* _KETENTUAN TUGAS_:
- 1) Perbarui bagian teks tentang kebakaran lahan gambut mulai dari "Kebakaran rentan terjadi" dan terus sampai "semakin sulit dikendalikan." dengan mengganti "drainase" menjadi "tata air", lalu tuliskan kembali bagian itu.
- 2) Menurut teks tentang kebakaran lahan gambut, berapa persen emisi karbondioksida yang terlepas ke atmosfer dunia akibat pengeringan lahan gambut?
- 3) Berdasarkan teks tentang kebakaran lahan gambut, jelaskan dalam satu sampai tiga kalimat mengapa lahan gambut yang sudah kering mudah tersulut api.

* _SUMBER_:
Kebakaran rentan terjadi di lahan gambut. Deforestisasi dan degradasi hutan menyebabkan lahan gambut mengalami pengeringan. Pengeringan terjadi pada sistem drainase lahan. Sistem drainase mengering karena lahan dikeringkan untuk kegiatan pertanian atau panen gambut. Akibat pengeringan pada lahan gambut, 5% emisi karbondioksida (CO2) terlepas ke atmosfer dunia[1] dan penurunan tanah (subsidence) terjadi, serta lahan gambut pun semakin mudah tersulut api. Api mudah disulut karena salah satu sifat fisik tanah gambut ialah bersifat mengering tidak balik[2]. Artinya, lahan gambut yang sudah mengalami pengeringan tidak mampu menyerap air jika lahan tersebut kembali dibasahi. Karena sifat itulah, api mampu menyebar, bahkan merambat menuju lapisan bawah permukaan gambut hingga kedalaman tertentu sehingga pemadaman lahan gambut semakin sulit dikendalikan.

* _DATA TERSIMPAN_:
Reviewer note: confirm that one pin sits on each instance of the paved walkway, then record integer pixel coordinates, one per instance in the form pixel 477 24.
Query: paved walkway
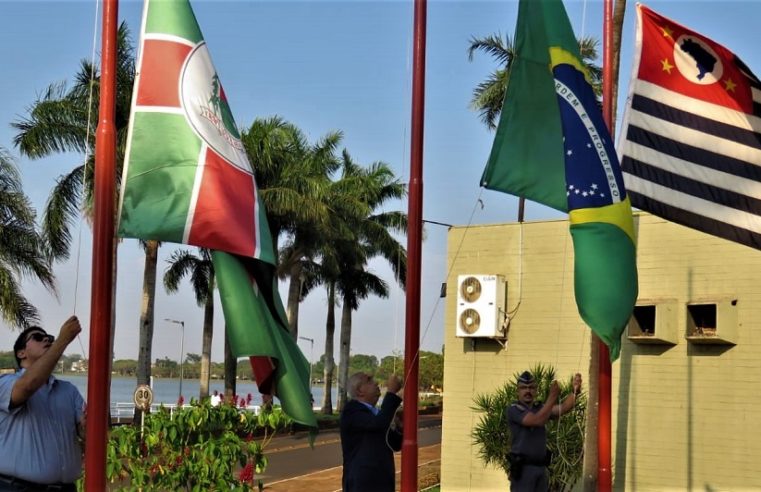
pixel 429 463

* _JAWABAN_:
- 1)
Kebakaran rentan terjadi di lahan gambut. Deforestisasi dan degradasi hutan menyebabkan lahan gambut mengalami pengeringan. Pengeringan terjadi pada sistem tata air lahan. Sistem tata air mengering karena lahan dikeringkan untuk kegiatan pertanian atau panen gambut. Akibat pengeringan pada lahan gambut, 5% emisi karbondioksida (CO2) terlepas ke atmosfer dunia[1] dan penurunan tanah (subsidence) terjadi, serta lahan gambut pun semakin mudah tersulut api. Api mudah disulut karena salah satu sifat fisik tanah gambut ialah bersifat mengering tidak balik[2]. Artinya, lahan gambut yang sudah mengalami pengeringan tidak mampu menyerap air jika lahan tersebut kembali dibasahi. Karena sifat itulah, api mampu menyebar, bahkan merambat menuju lapisan bawah permukaan gambut hingga kedalaman tertentu sehingga pemadaman lahan gambut semakin sulit dikendalikan.

- 2) Sebanyak 5%.

- 3) Salah satu sifat fisik tanah gambut ialah mengering tidak balik. Artinya, gambut yang sudah mengalami pengeringan tidak mampu menyerap air lagi meskipun kembali dibasahi, sehingga api mudah tersulut dan menyebar.